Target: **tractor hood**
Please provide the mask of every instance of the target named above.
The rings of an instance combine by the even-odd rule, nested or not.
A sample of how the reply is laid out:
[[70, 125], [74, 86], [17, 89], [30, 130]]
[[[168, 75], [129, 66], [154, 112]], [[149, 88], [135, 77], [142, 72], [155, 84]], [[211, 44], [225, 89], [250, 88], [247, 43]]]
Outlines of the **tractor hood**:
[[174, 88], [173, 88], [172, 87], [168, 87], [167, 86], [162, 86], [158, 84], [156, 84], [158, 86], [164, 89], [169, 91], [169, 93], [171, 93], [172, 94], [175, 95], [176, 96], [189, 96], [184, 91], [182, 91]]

- Work required -
Reproduce the records word for word, starting from their first line and continuing through the line containing "[[70, 125], [74, 86], [17, 89], [30, 130]]", including that line.

- Finished answer -
Target: **tractor hood**
Please provide the mask of every instance of the target named above.
The rings of an instance combine by the even-odd rule, nested or not.
A sample of how the reply is laid out:
[[70, 125], [74, 86], [17, 89], [30, 130]]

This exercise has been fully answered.